Many consumer products, such as health and personal care products, are manufactured and packaged in solid, compacted form. The solid, compacted product form has several advantages over other product forms, such as relative ease of manufactures and durability in shipment and convenience in storing for retailers and consumers alike. The tablet solid form is particularly well-suited for over-the-counter prescription pharmaceutical, and nutritional products that are to be administered orally, because virtually any pharmaceutically-active medicament is capable of being granulated and prepared in powdered form without affecting its medicinal effectiveness. Moreover, after being swallowed, the tablets quickly disintegrate within the acidic environment of the stomach, and the active medicament within the tablet is readily digested and absorbed into the blood stream.
However, in certain situations it would be beneficial if the tablet would disintegrate in the mouth so that the active pharmaceutical could be delivered to the blood stream of a patient without the necessity of swallowing the tablet. For example, children and advanced geriatric patients (those over 80 years old) often have difficulty swallowing pills, and a tablet that dissolves or rapidly disintegrates in the mouth would provide a convenient and effective solid form delivery system for such patients. Additionally, a tablet that dissolves, or disintegrates, in the mouth would be helpful for mentally disabled individuals who require treatment with pharmaceuticals, but refuse to swallow tablets.
Yet another situation where oral disintegration would be helpful is where water may not be readily available to assist in swallowing the tablet, such as when a person is traveling in an automobile or under certain working conditions.
Unfortunately, most tablets do not readily dissolve in the mouth, but instead disintegrate in a slow and uneven fashion, so that if the tablet is not swallowed, then a dosage significantly below the therapeutically effective level will be delivered to the bloodstream. This is particularly serious when a pharmaceutical tablet is administered to treat a bacterial disease, and the refusal of a patient to swallow the tablet results in a sub-therapeutically effective amount of an antibiotic being delivered to the bloodstream, allowing the bacteria to develop resistance to the antibiotic. Given the forgoing there is a continuing need for solid form pharmaceutical preparations that rapidly disintegrate. Particularly needed are tablet compositions that readily disintegrate in the mouth, and thereby eliminate the need for the tablet to be swallowed.

• Problems to work on:
**A)** In the passage on solid tablets, which patients often have difficulty swallowing pills?
**B)** Rewrite the paragraph of the passage on solid tablets that begins "However, in certain situations" as a short list that keeps its main facts.
**C)** Quote from the passage on solid tablets, beginning at the words "However, in certain" and stopping after the words "to swallow tablets.".

• Source material:
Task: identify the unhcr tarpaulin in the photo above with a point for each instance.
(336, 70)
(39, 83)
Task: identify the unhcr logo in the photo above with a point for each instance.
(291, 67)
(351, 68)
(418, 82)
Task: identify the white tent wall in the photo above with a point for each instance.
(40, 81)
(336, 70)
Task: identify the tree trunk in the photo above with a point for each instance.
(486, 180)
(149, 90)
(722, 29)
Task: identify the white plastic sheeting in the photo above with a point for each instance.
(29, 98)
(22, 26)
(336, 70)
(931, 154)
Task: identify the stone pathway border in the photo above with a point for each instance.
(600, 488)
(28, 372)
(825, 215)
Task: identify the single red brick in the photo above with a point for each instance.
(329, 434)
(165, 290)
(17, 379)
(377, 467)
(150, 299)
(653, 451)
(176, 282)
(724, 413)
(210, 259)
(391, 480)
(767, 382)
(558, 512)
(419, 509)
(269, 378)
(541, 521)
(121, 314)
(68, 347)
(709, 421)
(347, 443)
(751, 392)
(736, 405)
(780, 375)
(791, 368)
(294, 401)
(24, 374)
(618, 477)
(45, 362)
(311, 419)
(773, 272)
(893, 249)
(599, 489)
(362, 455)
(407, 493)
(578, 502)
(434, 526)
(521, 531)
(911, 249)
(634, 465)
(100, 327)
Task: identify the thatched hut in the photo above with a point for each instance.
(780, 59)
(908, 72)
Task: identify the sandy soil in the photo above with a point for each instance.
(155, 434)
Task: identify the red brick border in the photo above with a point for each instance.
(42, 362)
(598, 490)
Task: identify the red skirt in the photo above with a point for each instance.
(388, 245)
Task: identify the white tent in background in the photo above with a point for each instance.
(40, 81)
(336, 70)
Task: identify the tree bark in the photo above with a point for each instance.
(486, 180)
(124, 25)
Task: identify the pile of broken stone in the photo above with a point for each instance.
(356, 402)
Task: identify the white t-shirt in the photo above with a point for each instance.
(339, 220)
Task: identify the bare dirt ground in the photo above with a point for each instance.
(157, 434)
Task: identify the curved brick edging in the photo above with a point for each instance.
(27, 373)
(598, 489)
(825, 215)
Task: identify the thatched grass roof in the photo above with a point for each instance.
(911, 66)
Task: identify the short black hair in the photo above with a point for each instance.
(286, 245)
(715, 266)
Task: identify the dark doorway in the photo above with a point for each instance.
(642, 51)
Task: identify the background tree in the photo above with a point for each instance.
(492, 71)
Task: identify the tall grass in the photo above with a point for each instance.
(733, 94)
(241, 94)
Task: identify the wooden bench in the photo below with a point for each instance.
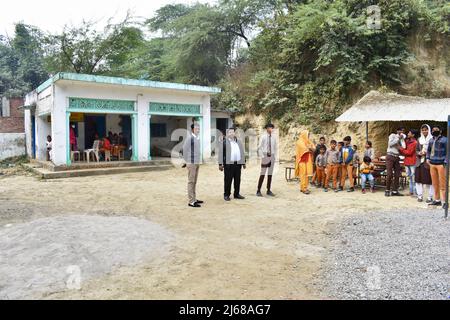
(288, 174)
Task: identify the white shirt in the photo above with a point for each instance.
(235, 151)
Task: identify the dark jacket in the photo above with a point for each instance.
(440, 150)
(225, 152)
(192, 150)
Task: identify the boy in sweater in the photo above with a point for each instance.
(333, 165)
(321, 164)
(367, 169)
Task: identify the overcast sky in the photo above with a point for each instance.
(52, 15)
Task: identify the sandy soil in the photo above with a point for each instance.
(251, 249)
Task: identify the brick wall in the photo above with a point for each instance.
(15, 122)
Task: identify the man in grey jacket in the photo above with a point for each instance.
(193, 157)
(393, 168)
(268, 149)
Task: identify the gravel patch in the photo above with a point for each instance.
(390, 255)
(55, 254)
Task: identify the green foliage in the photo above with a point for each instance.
(310, 63)
(21, 61)
(84, 49)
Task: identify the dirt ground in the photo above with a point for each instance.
(258, 248)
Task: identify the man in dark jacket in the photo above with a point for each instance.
(436, 158)
(231, 161)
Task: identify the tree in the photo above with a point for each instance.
(21, 61)
(85, 50)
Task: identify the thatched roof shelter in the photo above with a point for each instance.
(377, 106)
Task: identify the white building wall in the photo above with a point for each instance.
(28, 132)
(59, 124)
(12, 145)
(143, 96)
(43, 129)
(143, 128)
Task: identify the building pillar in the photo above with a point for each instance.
(142, 129)
(60, 129)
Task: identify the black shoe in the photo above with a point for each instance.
(194, 205)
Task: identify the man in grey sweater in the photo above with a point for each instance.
(193, 157)
(393, 168)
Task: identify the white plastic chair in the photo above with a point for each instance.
(94, 151)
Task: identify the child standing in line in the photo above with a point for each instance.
(347, 165)
(339, 174)
(333, 165)
(370, 151)
(367, 169)
(321, 164)
(356, 163)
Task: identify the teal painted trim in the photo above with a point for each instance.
(48, 83)
(68, 160)
(149, 137)
(174, 109)
(126, 82)
(135, 138)
(101, 112)
(102, 105)
(175, 115)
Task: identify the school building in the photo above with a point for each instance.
(148, 113)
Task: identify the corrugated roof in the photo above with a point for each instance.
(377, 106)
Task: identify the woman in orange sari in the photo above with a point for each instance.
(304, 160)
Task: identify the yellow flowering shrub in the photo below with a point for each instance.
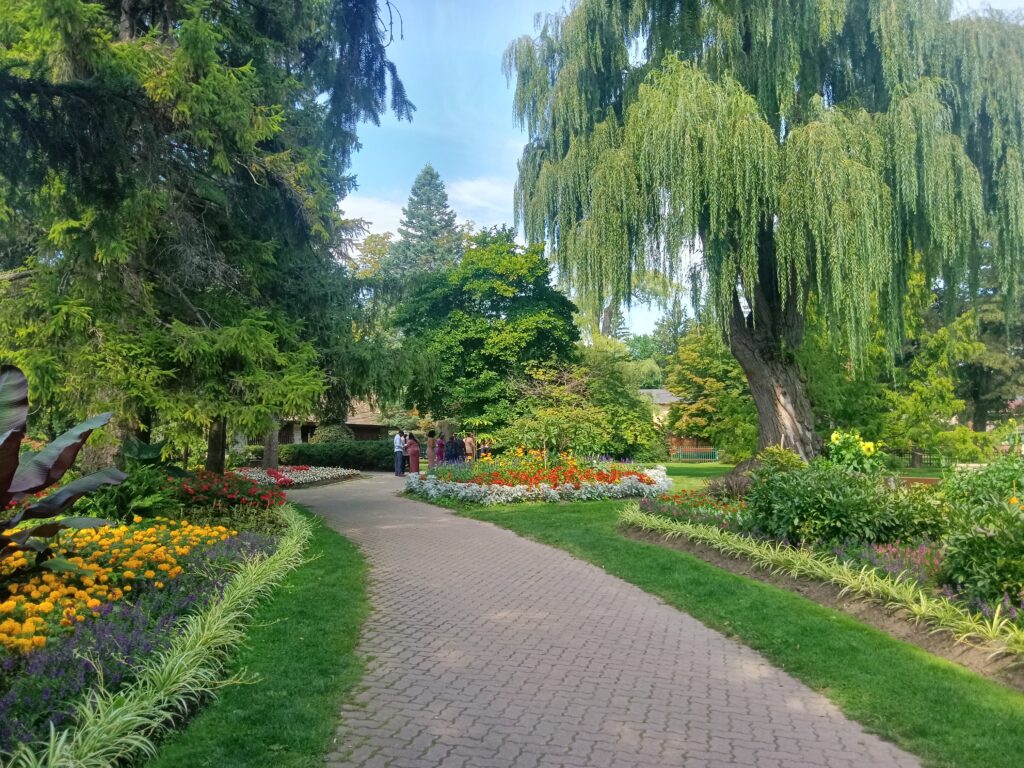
(113, 560)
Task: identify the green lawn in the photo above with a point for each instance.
(944, 714)
(689, 476)
(301, 649)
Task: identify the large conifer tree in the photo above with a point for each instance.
(805, 148)
(429, 240)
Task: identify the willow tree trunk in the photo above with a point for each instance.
(764, 337)
(216, 442)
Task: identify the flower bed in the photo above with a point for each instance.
(296, 476)
(61, 634)
(515, 481)
(112, 726)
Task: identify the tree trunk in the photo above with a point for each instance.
(607, 315)
(980, 421)
(215, 444)
(126, 28)
(763, 339)
(270, 449)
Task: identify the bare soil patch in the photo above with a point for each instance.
(893, 623)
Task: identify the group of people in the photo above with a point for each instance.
(454, 449)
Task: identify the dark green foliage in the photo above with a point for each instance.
(985, 551)
(715, 400)
(145, 493)
(23, 476)
(989, 485)
(370, 455)
(984, 557)
(428, 238)
(485, 323)
(823, 503)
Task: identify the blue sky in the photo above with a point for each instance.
(450, 60)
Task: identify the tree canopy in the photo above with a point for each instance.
(802, 148)
(484, 323)
(168, 199)
(428, 239)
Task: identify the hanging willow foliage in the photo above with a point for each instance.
(837, 138)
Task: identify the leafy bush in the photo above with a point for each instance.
(369, 455)
(828, 504)
(984, 559)
(775, 459)
(847, 450)
(969, 489)
(331, 433)
(144, 493)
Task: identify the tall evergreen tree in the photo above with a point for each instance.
(428, 238)
(169, 178)
(805, 148)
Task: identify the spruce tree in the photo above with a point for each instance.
(429, 240)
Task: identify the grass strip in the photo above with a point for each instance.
(946, 715)
(998, 634)
(301, 653)
(121, 726)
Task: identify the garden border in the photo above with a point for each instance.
(997, 634)
(111, 727)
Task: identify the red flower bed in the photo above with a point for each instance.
(228, 489)
(556, 476)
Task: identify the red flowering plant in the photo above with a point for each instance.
(219, 492)
(529, 468)
(698, 507)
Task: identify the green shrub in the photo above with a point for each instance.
(369, 455)
(144, 493)
(824, 503)
(985, 557)
(971, 489)
(331, 433)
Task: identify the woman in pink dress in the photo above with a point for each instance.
(414, 454)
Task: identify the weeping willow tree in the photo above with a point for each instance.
(806, 150)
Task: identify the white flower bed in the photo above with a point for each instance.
(628, 487)
(297, 476)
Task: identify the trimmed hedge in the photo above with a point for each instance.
(371, 455)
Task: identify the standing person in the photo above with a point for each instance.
(413, 446)
(431, 448)
(439, 450)
(399, 454)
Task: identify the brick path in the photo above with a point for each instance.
(487, 649)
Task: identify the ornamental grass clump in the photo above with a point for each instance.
(40, 688)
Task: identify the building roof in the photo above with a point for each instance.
(363, 414)
(659, 396)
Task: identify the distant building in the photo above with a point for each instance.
(662, 399)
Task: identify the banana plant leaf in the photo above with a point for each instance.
(57, 502)
(10, 442)
(13, 399)
(49, 465)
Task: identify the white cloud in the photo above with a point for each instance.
(484, 200)
(383, 215)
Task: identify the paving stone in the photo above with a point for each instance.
(487, 649)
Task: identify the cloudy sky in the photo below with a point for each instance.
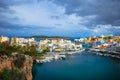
(74, 18)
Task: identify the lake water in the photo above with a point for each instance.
(83, 66)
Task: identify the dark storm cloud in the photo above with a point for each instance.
(107, 11)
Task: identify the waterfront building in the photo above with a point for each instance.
(4, 39)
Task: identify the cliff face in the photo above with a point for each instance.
(20, 62)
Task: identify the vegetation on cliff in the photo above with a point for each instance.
(7, 49)
(15, 74)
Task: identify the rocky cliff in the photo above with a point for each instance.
(20, 62)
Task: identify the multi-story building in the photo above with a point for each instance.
(4, 39)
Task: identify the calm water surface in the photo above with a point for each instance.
(79, 67)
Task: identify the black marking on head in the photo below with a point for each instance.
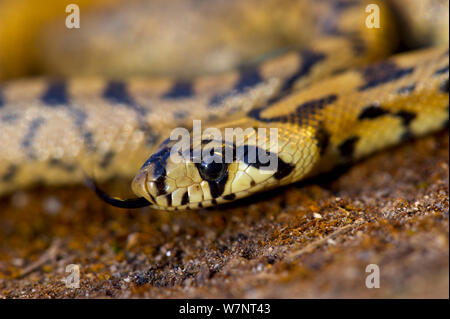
(179, 90)
(323, 139)
(444, 88)
(406, 117)
(185, 198)
(302, 113)
(406, 89)
(442, 70)
(406, 136)
(347, 147)
(382, 73)
(217, 99)
(11, 172)
(283, 169)
(179, 115)
(107, 159)
(372, 111)
(56, 94)
(343, 5)
(247, 78)
(32, 129)
(217, 187)
(54, 162)
(230, 197)
(159, 160)
(309, 58)
(116, 92)
(10, 118)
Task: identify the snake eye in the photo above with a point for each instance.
(212, 171)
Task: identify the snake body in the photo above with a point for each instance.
(53, 131)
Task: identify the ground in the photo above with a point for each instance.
(314, 239)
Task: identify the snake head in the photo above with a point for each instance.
(207, 173)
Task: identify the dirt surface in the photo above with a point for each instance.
(313, 239)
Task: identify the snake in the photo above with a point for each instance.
(337, 98)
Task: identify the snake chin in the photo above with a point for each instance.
(223, 173)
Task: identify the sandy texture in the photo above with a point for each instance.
(314, 239)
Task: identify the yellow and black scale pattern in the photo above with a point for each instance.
(54, 131)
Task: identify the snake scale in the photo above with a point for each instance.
(336, 99)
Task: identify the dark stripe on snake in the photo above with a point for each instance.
(371, 112)
(56, 94)
(229, 197)
(116, 92)
(160, 183)
(179, 115)
(179, 90)
(11, 172)
(442, 70)
(283, 169)
(309, 58)
(382, 73)
(32, 129)
(107, 159)
(406, 117)
(406, 89)
(217, 188)
(10, 118)
(323, 139)
(247, 78)
(302, 112)
(347, 147)
(54, 162)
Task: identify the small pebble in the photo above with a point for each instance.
(52, 205)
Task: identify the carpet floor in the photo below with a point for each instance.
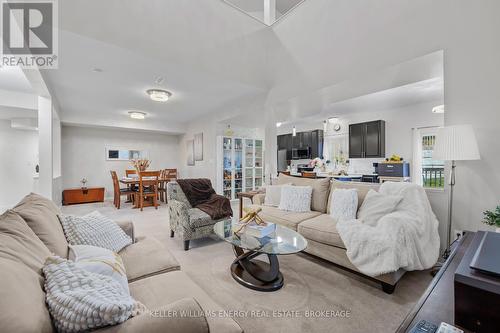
(313, 297)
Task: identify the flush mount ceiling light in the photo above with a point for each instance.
(159, 95)
(438, 109)
(137, 115)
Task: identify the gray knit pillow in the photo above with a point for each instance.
(79, 300)
(94, 229)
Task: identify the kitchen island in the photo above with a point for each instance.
(371, 178)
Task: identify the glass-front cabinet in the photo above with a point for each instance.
(240, 165)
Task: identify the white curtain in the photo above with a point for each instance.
(326, 149)
(417, 157)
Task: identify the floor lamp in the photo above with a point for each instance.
(454, 143)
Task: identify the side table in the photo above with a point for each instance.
(242, 195)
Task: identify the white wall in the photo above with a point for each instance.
(346, 38)
(19, 151)
(83, 154)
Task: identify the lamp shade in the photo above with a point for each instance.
(456, 143)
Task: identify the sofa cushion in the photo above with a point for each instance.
(80, 300)
(22, 255)
(321, 189)
(159, 290)
(19, 243)
(362, 189)
(198, 218)
(321, 229)
(22, 299)
(147, 257)
(41, 215)
(282, 217)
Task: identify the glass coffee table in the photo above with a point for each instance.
(251, 272)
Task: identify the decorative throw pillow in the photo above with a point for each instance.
(296, 198)
(273, 195)
(94, 229)
(376, 205)
(79, 300)
(100, 261)
(344, 204)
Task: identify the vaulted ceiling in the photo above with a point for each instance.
(210, 56)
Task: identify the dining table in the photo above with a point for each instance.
(132, 181)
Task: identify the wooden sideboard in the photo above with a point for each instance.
(78, 196)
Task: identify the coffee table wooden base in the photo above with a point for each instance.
(256, 274)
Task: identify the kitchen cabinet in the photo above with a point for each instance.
(367, 140)
(311, 139)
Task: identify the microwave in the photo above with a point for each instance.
(301, 153)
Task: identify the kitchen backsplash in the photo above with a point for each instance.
(362, 165)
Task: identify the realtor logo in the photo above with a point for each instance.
(29, 33)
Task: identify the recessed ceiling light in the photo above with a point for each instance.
(438, 109)
(159, 95)
(137, 115)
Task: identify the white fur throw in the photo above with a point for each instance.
(79, 300)
(94, 229)
(273, 195)
(344, 204)
(376, 205)
(406, 238)
(100, 261)
(296, 198)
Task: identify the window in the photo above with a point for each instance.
(430, 171)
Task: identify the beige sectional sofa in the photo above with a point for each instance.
(318, 227)
(31, 231)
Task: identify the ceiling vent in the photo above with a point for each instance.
(265, 11)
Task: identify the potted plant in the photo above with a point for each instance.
(492, 218)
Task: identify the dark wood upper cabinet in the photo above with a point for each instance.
(356, 139)
(367, 140)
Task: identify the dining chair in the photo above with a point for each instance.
(118, 192)
(169, 175)
(148, 188)
(130, 172)
(166, 176)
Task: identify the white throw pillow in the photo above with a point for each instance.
(273, 195)
(79, 300)
(344, 204)
(100, 261)
(376, 205)
(296, 198)
(94, 229)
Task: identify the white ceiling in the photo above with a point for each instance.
(207, 54)
(8, 113)
(13, 79)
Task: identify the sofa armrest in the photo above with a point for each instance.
(128, 228)
(184, 315)
(258, 199)
(179, 216)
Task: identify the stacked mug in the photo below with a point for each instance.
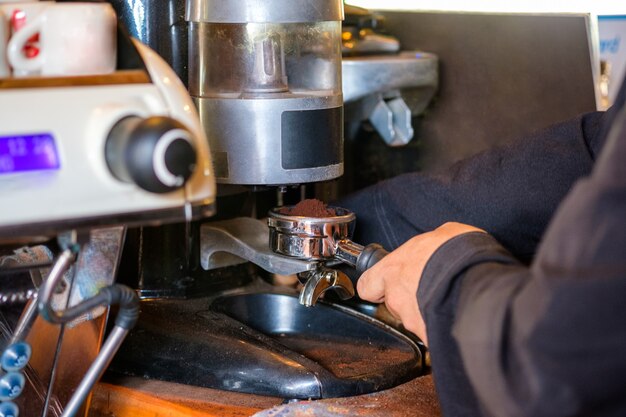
(45, 38)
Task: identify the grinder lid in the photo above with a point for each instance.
(254, 11)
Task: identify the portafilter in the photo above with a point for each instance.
(321, 238)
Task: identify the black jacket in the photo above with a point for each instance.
(508, 338)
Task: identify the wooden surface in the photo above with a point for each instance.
(135, 397)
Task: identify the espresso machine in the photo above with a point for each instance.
(81, 159)
(266, 79)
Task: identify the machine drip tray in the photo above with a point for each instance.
(267, 344)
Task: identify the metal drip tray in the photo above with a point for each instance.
(268, 344)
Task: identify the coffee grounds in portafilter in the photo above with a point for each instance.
(309, 208)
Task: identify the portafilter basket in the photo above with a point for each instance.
(321, 238)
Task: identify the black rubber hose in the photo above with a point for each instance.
(122, 295)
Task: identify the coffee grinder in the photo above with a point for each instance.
(266, 79)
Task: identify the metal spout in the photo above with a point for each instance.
(319, 281)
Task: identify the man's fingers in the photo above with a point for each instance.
(371, 287)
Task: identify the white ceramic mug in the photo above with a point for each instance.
(5, 71)
(74, 39)
(16, 15)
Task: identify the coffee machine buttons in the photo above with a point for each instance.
(155, 153)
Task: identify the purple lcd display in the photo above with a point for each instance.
(28, 153)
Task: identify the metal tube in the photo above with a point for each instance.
(348, 252)
(110, 347)
(46, 291)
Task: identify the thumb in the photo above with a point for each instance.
(371, 287)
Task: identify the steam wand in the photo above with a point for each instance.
(124, 321)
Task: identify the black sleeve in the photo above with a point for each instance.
(549, 340)
(511, 191)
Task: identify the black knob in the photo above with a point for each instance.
(371, 254)
(155, 153)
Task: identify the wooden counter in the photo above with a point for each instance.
(135, 397)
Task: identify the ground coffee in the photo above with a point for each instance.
(309, 208)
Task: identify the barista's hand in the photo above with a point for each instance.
(395, 279)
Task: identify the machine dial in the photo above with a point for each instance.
(155, 153)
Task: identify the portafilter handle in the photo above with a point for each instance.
(359, 257)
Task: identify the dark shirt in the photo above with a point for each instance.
(508, 339)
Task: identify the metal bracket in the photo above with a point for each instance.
(246, 238)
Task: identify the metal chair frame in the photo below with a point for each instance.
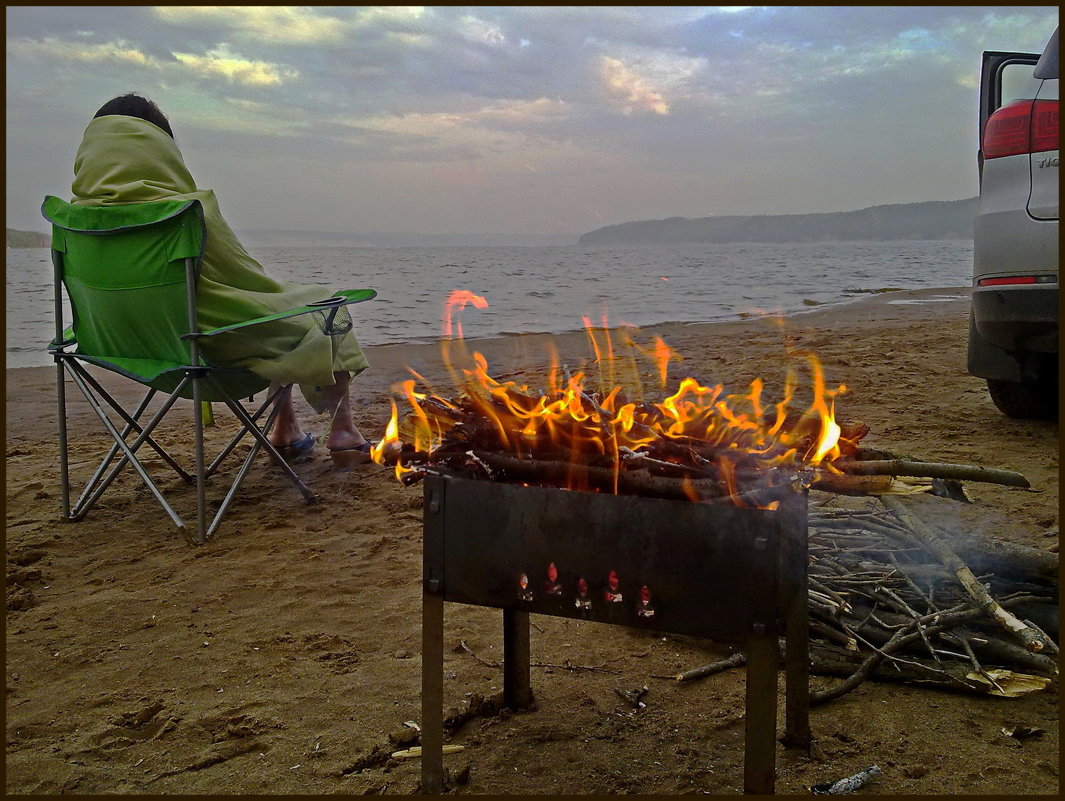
(195, 375)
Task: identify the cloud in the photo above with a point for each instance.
(629, 91)
(220, 62)
(281, 23)
(51, 49)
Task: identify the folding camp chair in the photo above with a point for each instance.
(130, 274)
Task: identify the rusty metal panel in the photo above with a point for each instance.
(707, 568)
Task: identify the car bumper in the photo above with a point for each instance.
(1020, 317)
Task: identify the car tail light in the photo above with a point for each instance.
(1021, 127)
(1015, 279)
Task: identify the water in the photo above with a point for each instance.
(550, 289)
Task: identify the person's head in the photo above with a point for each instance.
(134, 105)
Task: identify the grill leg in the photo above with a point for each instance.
(517, 687)
(432, 691)
(793, 558)
(797, 675)
(759, 734)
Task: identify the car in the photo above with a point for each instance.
(1013, 325)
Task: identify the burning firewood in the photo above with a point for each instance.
(886, 594)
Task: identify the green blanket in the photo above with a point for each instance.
(126, 160)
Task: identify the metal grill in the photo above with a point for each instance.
(716, 571)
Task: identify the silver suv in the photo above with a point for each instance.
(1013, 328)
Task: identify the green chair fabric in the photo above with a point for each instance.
(130, 272)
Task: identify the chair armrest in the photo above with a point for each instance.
(343, 297)
(68, 339)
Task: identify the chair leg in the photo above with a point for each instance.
(267, 404)
(200, 477)
(64, 458)
(131, 423)
(91, 484)
(261, 439)
(128, 450)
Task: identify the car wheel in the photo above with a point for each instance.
(1036, 401)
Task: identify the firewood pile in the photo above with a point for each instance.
(889, 597)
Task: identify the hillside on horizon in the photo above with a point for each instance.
(933, 219)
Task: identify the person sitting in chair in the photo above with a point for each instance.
(129, 154)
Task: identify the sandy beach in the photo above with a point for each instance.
(279, 657)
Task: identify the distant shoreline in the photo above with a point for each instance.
(873, 309)
(929, 221)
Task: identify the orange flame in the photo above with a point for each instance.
(740, 428)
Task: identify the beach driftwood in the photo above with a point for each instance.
(932, 540)
(736, 660)
(935, 470)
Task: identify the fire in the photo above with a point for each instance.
(585, 418)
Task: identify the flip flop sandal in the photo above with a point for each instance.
(298, 448)
(348, 458)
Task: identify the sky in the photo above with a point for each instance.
(518, 119)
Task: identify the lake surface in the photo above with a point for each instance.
(551, 289)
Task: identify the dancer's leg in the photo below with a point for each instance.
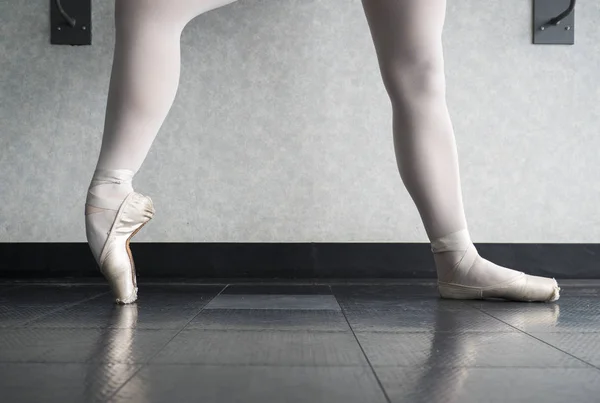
(408, 41)
(143, 84)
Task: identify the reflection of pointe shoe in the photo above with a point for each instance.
(522, 288)
(116, 261)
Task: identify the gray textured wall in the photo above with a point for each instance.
(281, 127)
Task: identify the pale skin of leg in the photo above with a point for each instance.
(407, 38)
(407, 35)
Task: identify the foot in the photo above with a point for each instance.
(114, 214)
(463, 274)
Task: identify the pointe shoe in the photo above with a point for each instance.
(116, 262)
(522, 288)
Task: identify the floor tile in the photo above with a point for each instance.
(490, 385)
(468, 349)
(262, 348)
(278, 289)
(225, 384)
(61, 383)
(398, 320)
(271, 319)
(156, 308)
(378, 291)
(21, 305)
(241, 301)
(125, 346)
(585, 346)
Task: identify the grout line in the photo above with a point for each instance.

• Solution list:
**A)** Children and advanced geriatric patients (those over 80 years old).

**B)**
A tablet that disintegrates in the mouth would deliver the active pharmaceutical to the bloodstream without swallowing. This would help:
- children and advanced geriatric patients (over 80), who often have difficulty swallowing pills
- mentally disabled individuals who need pharmaceutical treatment but refuse to swallow tablets

**C)**
However, in certain situations it would be beneficial if the tablet would disintegrate in the mouth so that the active pharmaceutical could be delivered to the blood stream of a patient without the necessity of swallowing the tablet. For example, children and advanced geriatric patients (those over 80 years old) often have difficulty swallowing pills, and a tablet that dissolves or rapidly disintegrates in the mouth would provide a convenient and effective solid form delivery system for such patients. Additionally, a tablet that dissolves, or disintegrates, in the mouth would be helpful for mentally disabled individuals who require treatment with pharmaceuticals, but refuse to swallow tablets.